▸ **TAREFAS PEDIDAS**:
A – Por favor, enumere tudo aquilo em relação ao qual, segundo o texto sobre as feministas da Deusa, os sentimentos deveriam inspirar as nossas visões do mundo e a nossa ética.
B – Extraia do texto sobre as feministas da Deusa tudo desde "As feministas da Deusa e as" até "com outras imagens.", sem qualquer alteração.

▸ **TEXTO APRESENTADO**:
========
As feministas da Deusa e as ecofeministas também disseram que as emoções e as relações são valiosas. Defendemos que a racionalidade foi incorretamente definida para excluir os sentimentos. Sugerimos que os sentimentos em relação aos seres humanos, aos animais e a toda a natureza deveriam inspirar as nossas visões do mundo e a nossa ética. Por vezes, temos falado de uma forma de pensar que inclui os sentimentos como sendo mais suscetível de ser praticada pelas mulheres.

As feministas da Deusa e algumas ecofeministas argumentaram que as mulheres precisam da Deusa como uma imagem positiva do poder feminino e sugeriram que a imagem da Mãe Terra fosse incluída juntamente com outras imagens.
========
(Linhas de um conjunto de dados de rotulagem de caixas)
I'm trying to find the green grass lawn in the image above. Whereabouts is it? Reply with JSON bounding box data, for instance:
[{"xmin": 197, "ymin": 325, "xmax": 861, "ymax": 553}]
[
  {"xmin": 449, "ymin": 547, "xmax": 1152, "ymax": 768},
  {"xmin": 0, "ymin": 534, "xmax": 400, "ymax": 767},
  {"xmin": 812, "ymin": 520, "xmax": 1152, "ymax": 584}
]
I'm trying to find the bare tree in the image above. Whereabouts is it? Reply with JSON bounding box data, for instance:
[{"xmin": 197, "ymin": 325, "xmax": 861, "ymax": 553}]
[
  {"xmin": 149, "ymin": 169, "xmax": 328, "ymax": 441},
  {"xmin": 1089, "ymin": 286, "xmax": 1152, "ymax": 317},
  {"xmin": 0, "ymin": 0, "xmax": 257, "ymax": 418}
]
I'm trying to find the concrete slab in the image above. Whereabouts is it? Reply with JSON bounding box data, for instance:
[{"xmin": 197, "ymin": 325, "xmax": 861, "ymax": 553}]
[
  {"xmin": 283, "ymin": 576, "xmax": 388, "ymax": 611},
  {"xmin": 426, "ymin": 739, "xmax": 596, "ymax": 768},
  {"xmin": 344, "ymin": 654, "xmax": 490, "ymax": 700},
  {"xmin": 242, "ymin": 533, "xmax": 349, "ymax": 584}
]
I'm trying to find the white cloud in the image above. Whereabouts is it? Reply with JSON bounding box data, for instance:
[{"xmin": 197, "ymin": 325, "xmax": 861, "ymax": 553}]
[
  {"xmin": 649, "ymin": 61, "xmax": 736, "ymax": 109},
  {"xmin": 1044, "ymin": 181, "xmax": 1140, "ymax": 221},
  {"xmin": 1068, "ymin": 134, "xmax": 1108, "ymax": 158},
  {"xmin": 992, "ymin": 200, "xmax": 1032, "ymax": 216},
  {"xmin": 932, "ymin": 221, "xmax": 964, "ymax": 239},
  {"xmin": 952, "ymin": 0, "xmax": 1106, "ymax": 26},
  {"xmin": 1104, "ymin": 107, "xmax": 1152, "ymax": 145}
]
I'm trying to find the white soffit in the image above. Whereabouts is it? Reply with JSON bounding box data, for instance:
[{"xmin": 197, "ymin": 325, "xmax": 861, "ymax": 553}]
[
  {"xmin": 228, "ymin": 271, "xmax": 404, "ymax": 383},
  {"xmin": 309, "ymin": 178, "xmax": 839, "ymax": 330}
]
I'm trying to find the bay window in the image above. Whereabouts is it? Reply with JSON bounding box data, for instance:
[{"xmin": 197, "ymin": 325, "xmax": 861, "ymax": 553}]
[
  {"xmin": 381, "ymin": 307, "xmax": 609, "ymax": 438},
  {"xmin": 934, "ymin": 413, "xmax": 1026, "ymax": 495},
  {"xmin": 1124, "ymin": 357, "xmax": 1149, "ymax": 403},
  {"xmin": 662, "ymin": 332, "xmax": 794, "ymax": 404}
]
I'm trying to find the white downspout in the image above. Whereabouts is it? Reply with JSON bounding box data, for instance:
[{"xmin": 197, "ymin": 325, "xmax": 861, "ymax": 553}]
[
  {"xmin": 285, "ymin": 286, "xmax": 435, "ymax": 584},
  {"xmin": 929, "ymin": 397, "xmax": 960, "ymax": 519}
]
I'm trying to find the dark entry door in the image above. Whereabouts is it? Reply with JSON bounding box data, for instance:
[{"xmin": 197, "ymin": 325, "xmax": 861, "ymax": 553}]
========
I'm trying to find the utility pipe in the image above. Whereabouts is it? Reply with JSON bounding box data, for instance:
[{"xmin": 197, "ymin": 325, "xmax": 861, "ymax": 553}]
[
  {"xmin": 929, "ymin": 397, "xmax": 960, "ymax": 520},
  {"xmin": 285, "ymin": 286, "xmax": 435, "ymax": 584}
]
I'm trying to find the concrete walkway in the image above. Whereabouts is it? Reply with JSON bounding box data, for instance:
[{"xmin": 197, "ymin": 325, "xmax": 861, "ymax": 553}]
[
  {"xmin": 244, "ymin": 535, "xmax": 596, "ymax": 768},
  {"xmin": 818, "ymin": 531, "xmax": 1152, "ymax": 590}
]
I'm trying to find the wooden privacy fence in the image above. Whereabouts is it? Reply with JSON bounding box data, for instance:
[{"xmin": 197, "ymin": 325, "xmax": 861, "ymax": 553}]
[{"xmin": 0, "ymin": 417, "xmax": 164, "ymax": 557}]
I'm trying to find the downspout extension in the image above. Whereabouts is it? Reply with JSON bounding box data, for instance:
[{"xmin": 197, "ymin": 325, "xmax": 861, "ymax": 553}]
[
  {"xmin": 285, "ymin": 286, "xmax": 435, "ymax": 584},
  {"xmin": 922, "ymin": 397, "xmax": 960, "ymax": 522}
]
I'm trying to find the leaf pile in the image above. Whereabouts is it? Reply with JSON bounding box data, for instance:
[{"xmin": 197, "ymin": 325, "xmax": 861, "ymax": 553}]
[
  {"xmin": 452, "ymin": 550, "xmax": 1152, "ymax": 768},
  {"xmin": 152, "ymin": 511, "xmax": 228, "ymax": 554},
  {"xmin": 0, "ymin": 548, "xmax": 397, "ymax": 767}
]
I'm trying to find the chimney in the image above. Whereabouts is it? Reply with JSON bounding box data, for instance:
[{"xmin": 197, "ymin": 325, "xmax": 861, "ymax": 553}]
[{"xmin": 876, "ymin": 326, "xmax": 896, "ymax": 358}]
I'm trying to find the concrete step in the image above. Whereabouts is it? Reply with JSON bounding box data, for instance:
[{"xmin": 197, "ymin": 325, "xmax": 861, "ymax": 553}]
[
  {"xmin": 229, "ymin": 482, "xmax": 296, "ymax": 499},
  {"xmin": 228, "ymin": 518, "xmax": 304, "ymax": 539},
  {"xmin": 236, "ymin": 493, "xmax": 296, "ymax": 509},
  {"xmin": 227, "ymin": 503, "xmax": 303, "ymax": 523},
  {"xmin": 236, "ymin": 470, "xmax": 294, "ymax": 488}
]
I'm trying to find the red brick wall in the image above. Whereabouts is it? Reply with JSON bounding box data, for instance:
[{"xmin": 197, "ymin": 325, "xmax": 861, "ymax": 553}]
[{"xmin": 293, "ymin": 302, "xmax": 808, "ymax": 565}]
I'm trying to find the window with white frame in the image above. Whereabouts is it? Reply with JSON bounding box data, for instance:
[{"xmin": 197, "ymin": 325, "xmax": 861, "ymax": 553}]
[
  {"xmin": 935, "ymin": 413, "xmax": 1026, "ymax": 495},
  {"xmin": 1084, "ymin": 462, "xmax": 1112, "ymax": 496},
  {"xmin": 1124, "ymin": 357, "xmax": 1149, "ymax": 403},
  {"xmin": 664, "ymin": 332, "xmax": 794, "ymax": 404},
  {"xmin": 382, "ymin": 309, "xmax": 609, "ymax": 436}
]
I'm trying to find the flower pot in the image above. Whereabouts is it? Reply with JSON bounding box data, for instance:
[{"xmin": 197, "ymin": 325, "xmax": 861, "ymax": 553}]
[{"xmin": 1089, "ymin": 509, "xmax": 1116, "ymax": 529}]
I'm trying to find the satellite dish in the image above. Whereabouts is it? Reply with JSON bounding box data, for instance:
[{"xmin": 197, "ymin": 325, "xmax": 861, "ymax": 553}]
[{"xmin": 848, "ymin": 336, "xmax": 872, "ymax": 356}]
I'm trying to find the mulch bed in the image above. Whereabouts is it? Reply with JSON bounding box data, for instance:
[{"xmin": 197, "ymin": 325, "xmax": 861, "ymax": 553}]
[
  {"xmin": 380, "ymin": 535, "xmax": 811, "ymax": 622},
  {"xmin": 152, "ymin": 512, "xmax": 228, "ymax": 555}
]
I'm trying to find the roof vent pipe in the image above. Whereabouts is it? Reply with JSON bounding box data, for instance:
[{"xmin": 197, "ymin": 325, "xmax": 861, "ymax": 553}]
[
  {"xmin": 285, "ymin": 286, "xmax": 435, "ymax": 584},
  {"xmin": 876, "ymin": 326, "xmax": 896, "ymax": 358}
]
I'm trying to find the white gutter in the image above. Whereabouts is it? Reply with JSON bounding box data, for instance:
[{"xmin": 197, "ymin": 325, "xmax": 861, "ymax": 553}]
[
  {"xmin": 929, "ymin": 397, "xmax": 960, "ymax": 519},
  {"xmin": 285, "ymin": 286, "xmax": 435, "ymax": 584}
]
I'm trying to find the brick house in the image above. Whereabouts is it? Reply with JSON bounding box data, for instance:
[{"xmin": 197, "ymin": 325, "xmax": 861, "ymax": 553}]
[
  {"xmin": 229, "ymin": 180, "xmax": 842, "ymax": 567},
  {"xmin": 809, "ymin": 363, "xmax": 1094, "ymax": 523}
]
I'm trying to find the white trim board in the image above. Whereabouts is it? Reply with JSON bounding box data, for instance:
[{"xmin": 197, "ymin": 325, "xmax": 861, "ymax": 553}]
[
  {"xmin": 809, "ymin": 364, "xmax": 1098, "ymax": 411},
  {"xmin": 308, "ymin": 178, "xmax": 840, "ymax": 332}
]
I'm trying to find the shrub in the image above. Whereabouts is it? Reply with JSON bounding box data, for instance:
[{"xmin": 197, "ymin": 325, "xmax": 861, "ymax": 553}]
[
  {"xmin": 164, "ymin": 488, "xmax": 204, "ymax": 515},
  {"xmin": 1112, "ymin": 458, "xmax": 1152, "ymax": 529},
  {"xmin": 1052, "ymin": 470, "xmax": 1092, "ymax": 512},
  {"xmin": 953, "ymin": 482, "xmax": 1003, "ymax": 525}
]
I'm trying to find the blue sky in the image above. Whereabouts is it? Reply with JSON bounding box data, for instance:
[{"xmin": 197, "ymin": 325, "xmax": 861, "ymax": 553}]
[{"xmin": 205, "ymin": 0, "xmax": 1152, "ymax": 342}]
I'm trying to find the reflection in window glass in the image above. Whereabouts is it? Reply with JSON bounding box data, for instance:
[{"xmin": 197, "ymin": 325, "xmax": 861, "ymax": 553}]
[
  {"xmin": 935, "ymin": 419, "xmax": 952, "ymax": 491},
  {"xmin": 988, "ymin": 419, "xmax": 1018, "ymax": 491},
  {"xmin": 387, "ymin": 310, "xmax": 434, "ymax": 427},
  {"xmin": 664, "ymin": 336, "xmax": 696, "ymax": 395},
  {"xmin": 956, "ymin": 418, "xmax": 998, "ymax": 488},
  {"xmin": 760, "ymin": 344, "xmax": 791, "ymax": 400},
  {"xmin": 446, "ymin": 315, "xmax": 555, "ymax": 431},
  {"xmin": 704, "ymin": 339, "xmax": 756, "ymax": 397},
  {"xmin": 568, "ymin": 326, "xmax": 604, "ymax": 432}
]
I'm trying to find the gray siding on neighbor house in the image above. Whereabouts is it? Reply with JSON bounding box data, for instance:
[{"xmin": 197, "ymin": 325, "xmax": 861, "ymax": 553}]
========
▸ **SOLUÇÕES DOS EXERCÍCIOS**:
A –
- os seres humanos
- os animais
- toda a natureza

B –
As feministas da Deusa e as ecofeministas também disseram que as emoções e as relações são valiosas. Defendemos que a racionalidade foi incorretamente definida para excluir os sentimentos. Sugerimos que os sentimentos em relação aos seres humanos, aos animais e a toda a natureza deveriam inspirar as nossas visões do mundo e a nossa ética. Por vezes, temos falado de uma forma de pensar que inclui os sentimentos como sendo mais suscetível de ser praticada pelas mulheres.

As feministas da Deusa e algumas ecofeministas argumentaram que as mulheres precisam da Deusa como uma imagem positiva do poder feminino e sugeriram que a imagem da Mãe Terra fosse incluída juntamente com outras imagens.